Stephanopoulos: Yadda, yadda, yadda.

Yadda?

Uh…yadda?

Hatch snaps back to the here-and-now.

Hatch: Gonzalez has been used as a punching bag by Democrats. And some Republicans.

Hatch: I respect Gonzalez.

Hatch: Gonzalez has done some good at the DOJ.

Then it’s”BYO Straw Man Day” on the Panel with David Gergen, Cokie Roberts and Fareed Zakaria.

Gergen’s face time, reminds me of bygone , pre-David Brooks days of weekly debates on PBS when I used to actually looked forward to the give and take.

Cokie Roberts, ever willing to haul any debate into “Why Democrats Are Always Wrong” mudpit: “If Democrats keep trying to out-dove each other they’ll get themselves into the same problem they had ion Vietnam”

Fareed; This is not 1975. The country is in a totally different place. And the Democrats are haunted by the memories of George McGovern.

Cokie (In her best Red Queen accent): As well they should be!

Gergen: There is nothing Republicans would like more that some pussy who would retreat from everything, cooperate with dictators and hold hands and sing "Kumbaya"

And of course, no one anywhere is arguing for that.

Cokie (accidentally dropping a dime on herself): This is a problem of perception. And in politics, perception is everything.

Ahhh. Classic “What poo smell?” mendacity.

Cokie argues in an absolutely perfect circle.

Skanks and Broders like her are in Terrible!Terrible!Danger! of losing control of the public perception of politics. Their whole MSM Free Lunch Program depends entirely on propping up the 40-year-old stereotypes of what Liberals and Conservative are like, despite the fact that reality bears no relationship whatsoever to those stereotypes.


So she and her fellow liars frantically work the “Serious” Journalist sandbag line, as the Centrist Levee in which their entire livelihood depends blows leak after crack after breach.

What really freaks her out is that Liberals are in danger of busting completely out of the frame she and her colleagues are desperately trying to keep them stuffed into.

Of being perceived of as regular Americans; pragmatic, Constitution-loving, everyday working people who are terribly concerned with the dark road down which the Christopath Right has led us, and terribly angry at the craven, Beltway-circle-jerk complicity of the MSM in the disaster.

And then...no more Free Lunch for Cokie.

On ”The Chris Matthews Show”

Kelly O'Donnell -- NBC News White House Correspondent, Michael Duffy -- Time Magazine, Gloria Borger -- CBS News/ U.S. News & World Report, David Ignatius -- Washington Post

Kelly O’Donnell: It’s all about Fear.


David Ignatius: This is George Bush’s war. The American People are fed up. They’re tired of this war and feel they were lied into it.

┄┄┄┄┄┄┄┄┄┄

Given request> Give the recap again starting at "Gergen: There is" and ending at "to those stereotypes.", swapping "perception" for "image".

[Coordinate annotation lines]

┄┄┄┄┄┄┄┄┄┄

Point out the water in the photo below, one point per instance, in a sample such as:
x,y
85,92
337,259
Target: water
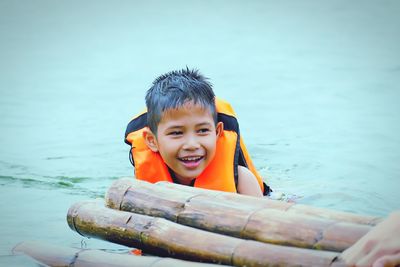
x,y
315,85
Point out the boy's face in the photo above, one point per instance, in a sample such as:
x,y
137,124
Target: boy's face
x,y
186,140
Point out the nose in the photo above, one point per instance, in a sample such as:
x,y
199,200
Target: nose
x,y
191,143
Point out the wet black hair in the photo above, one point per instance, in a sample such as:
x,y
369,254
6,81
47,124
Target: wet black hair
x,y
176,88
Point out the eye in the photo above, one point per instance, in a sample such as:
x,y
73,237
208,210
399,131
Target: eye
x,y
204,130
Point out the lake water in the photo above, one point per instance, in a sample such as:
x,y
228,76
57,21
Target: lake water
x,y
315,84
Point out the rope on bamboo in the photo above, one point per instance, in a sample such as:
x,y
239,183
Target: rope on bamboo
x,y
165,238
244,219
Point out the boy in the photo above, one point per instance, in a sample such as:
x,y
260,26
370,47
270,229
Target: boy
x,y
187,136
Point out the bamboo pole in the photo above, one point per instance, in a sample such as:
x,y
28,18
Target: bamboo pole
x,y
165,238
60,256
273,204
244,219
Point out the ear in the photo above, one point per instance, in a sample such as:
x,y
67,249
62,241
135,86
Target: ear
x,y
150,139
219,129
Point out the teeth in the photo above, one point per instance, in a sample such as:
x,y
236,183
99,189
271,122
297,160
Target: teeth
x,y
191,158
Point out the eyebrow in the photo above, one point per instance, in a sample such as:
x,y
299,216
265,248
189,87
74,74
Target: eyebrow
x,y
202,124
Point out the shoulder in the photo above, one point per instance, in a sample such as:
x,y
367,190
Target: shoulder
x,y
247,183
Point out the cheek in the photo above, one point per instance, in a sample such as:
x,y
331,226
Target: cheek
x,y
212,144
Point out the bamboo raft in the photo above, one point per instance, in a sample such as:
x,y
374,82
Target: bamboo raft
x,y
211,227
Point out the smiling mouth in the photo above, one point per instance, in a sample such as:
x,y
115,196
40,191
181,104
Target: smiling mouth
x,y
191,162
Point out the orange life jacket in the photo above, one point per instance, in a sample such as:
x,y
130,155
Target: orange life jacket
x,y
222,172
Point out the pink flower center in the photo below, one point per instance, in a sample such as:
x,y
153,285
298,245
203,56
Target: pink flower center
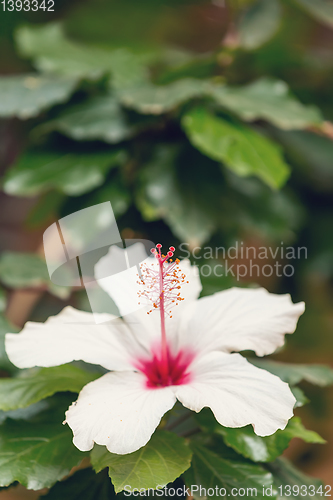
x,y
161,373
161,287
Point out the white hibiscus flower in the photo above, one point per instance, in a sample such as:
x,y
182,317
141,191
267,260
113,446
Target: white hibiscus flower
x,y
172,353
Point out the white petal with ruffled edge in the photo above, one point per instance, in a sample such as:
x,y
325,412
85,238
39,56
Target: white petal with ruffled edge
x,y
239,319
238,393
124,289
118,411
70,336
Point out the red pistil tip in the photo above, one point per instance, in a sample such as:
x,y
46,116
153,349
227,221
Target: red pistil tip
x,y
161,284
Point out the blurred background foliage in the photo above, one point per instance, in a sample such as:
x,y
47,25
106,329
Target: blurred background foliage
x,y
202,122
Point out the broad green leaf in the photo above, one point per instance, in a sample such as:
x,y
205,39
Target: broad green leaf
x,y
312,156
25,96
301,398
98,118
28,387
270,100
26,270
243,150
116,192
155,100
52,52
259,449
164,458
5,327
209,470
72,174
27,413
249,205
290,482
293,374
36,454
259,23
83,485
322,10
181,197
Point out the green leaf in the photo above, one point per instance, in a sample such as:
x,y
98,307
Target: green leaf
x,y
164,458
301,398
36,454
251,206
322,10
289,480
25,270
32,386
259,23
312,156
5,327
116,193
98,118
181,197
293,374
259,449
54,53
155,100
242,149
270,100
72,174
27,413
209,470
84,484
25,96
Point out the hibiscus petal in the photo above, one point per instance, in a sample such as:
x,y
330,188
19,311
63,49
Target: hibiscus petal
x,y
239,319
118,411
238,393
73,335
124,289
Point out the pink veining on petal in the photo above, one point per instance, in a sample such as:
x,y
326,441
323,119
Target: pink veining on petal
x,y
162,373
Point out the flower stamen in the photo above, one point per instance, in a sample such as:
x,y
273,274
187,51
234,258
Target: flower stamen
x,y
161,288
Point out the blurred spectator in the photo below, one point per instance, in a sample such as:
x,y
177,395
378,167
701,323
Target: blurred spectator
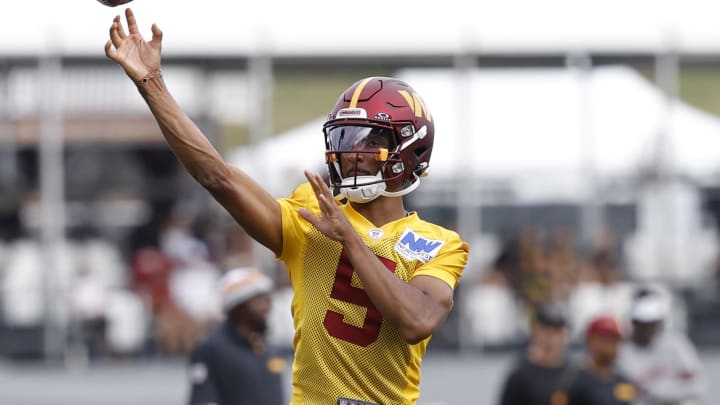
x,y
536,378
662,363
602,289
151,270
233,365
598,382
88,297
126,323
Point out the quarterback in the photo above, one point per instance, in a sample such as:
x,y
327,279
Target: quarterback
x,y
371,280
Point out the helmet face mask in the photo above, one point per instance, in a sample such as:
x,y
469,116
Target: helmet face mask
x,y
384,121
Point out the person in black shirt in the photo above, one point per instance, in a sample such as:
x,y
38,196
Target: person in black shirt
x,y
233,365
537,378
598,383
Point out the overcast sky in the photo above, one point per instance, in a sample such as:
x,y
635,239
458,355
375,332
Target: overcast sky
x,y
332,26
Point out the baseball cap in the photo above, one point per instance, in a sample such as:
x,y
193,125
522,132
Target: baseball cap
x,y
604,325
240,284
649,308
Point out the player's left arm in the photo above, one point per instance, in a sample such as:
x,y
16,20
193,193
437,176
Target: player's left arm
x,y
416,308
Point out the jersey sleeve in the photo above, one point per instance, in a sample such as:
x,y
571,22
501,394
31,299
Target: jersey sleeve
x,y
448,265
293,225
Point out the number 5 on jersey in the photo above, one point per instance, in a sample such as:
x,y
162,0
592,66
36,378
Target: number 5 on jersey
x,y
343,290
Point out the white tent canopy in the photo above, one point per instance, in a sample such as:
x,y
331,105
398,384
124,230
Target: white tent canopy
x,y
373,26
544,127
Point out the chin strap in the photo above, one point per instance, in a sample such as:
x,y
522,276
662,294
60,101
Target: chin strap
x,y
369,192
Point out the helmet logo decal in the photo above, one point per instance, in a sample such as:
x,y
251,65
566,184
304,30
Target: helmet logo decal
x,y
416,104
358,91
351,113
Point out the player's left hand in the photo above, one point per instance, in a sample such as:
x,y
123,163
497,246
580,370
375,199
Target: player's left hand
x,y
138,57
331,222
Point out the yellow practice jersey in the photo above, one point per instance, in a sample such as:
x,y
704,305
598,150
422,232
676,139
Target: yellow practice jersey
x,y
343,346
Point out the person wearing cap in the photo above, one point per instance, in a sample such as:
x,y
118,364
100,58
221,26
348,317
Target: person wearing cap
x,y
598,382
233,364
663,363
539,375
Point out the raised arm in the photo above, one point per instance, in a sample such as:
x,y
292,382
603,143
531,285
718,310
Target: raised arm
x,y
249,204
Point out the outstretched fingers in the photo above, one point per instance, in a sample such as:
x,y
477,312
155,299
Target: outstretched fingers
x,y
132,23
116,32
110,51
157,35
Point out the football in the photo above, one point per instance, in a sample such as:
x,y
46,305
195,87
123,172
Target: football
x,y
113,3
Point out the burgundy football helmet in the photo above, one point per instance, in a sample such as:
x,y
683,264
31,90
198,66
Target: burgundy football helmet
x,y
382,118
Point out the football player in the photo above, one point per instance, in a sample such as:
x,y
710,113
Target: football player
x,y
371,280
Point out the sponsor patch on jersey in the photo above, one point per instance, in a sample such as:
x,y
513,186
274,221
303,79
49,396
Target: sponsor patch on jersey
x,y
415,247
349,401
376,233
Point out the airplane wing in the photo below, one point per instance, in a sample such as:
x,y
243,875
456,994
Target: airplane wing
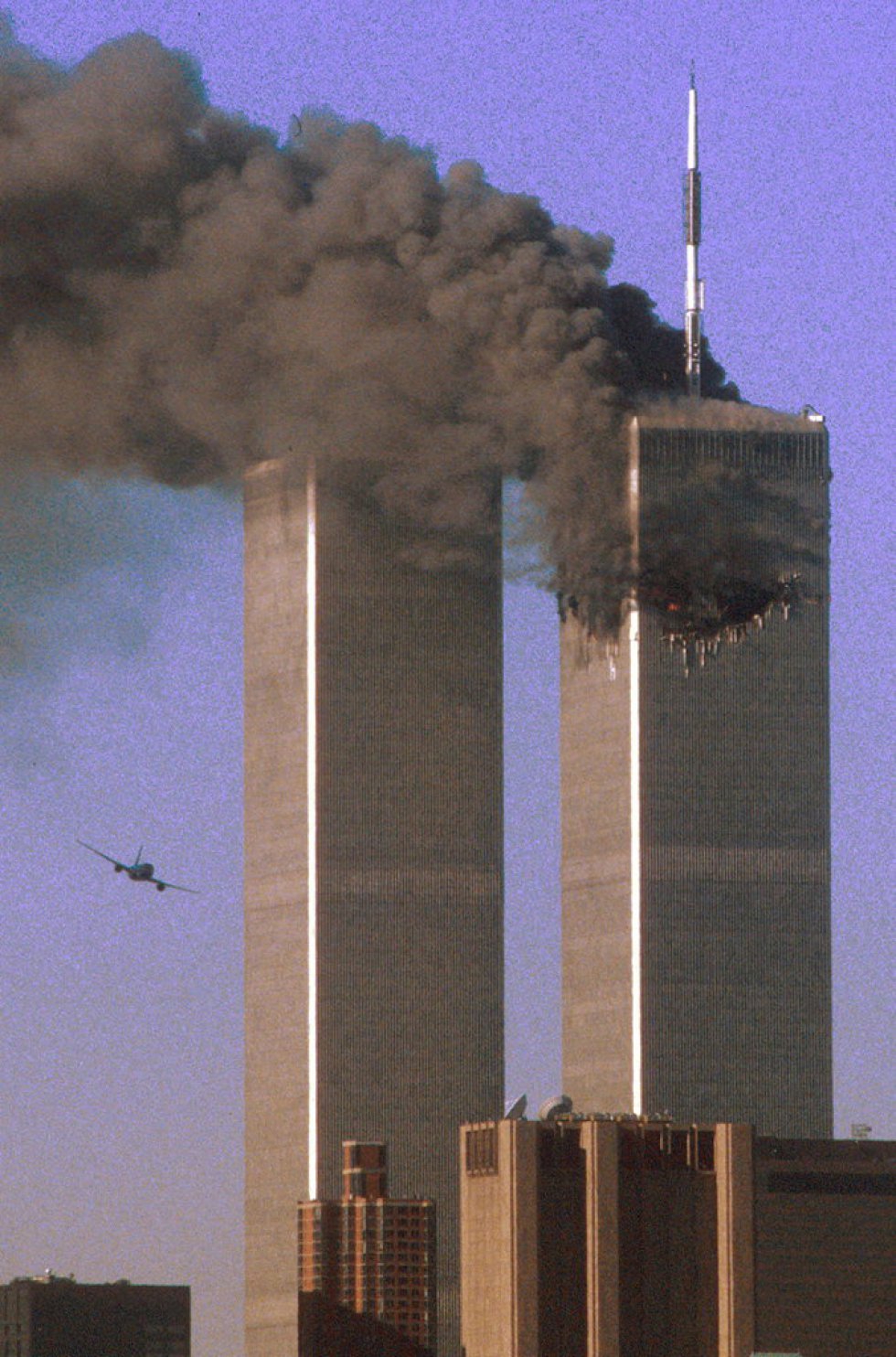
x,y
170,885
114,860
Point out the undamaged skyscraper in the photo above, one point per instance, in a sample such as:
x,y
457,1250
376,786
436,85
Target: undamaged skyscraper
x,y
374,871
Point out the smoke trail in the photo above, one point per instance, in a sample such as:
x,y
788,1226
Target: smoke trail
x,y
181,296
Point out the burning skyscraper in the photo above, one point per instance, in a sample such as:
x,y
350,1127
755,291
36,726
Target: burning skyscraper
x,y
695,807
374,871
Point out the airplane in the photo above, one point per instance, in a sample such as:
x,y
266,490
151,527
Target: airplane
x,y
139,870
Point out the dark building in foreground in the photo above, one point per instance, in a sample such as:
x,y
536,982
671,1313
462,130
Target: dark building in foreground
x,y
605,1238
374,871
695,821
368,1253
59,1317
330,1330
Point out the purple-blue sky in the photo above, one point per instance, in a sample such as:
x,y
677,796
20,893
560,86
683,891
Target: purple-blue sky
x,y
120,1010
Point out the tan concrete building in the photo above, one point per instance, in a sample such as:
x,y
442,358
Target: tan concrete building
x,y
695,823
371,1253
372,872
603,1238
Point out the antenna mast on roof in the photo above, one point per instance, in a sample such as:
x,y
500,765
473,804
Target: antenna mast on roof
x,y
694,283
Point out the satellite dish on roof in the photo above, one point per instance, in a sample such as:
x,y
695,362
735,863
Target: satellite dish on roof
x,y
556,1106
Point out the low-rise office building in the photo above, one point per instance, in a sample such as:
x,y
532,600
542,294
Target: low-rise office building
x,y
601,1236
59,1317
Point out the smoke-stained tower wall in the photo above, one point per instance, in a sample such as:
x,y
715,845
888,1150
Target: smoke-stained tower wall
x,y
695,862
374,872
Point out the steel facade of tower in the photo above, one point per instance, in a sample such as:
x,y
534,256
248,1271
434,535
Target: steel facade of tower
x,y
695,860
374,872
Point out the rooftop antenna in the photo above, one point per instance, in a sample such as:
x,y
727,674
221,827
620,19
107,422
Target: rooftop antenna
x,y
694,283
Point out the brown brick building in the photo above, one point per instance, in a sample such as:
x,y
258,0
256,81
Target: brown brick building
x,y
369,1254
59,1317
596,1236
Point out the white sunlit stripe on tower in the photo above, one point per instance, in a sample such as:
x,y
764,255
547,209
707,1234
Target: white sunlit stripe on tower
x,y
311,740
635,807
635,725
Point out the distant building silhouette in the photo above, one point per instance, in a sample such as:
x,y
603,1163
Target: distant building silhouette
x,y
371,1254
59,1317
593,1236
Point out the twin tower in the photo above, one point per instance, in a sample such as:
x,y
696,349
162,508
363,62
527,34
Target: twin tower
x,y
695,860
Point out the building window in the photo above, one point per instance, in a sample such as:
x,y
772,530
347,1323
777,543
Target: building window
x,y
482,1149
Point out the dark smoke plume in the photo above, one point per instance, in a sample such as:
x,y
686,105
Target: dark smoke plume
x,y
181,296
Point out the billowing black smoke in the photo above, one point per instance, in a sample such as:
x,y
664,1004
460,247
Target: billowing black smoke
x,y
181,296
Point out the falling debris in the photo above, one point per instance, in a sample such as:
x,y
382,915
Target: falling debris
x,y
182,296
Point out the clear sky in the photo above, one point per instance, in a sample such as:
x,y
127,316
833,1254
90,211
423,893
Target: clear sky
x,y
120,1010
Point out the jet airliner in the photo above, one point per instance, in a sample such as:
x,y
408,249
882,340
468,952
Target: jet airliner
x,y
139,870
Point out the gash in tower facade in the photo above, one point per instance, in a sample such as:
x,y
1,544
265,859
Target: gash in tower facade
x,y
374,872
695,818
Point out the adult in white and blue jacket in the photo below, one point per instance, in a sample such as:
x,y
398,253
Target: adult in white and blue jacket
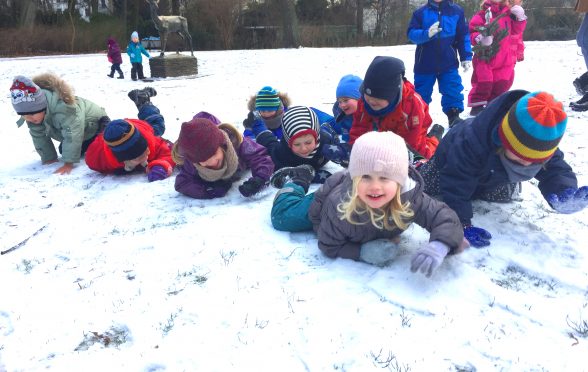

┄┄┄┄┄┄┄┄┄┄

Response>
Gergen: There is nothing Republicans would like more that some pussy who would retreat from everything, cooperate with dictators and hold hands and sing "Kumbaya"

And of course, no one anywhere is arguing for that.

Cokie (accidentally dropping a dime on herself): This is a problem of image. And in politics, image is everything.

Ahhh. Classic “What poo smell?” mendacity.

Cokie argues in an absolutely perfect circle.

Skanks and Broders like her are in Terrible!Terrible!Danger! of losing control of the public image of politics. Their whole MSM Free Lunch Program depends entirely on propping up the 40-year-old stereotypes of what Liberals and Conservative are like, despite the fact that reality bears no relationship whatsoever to those stereotypes.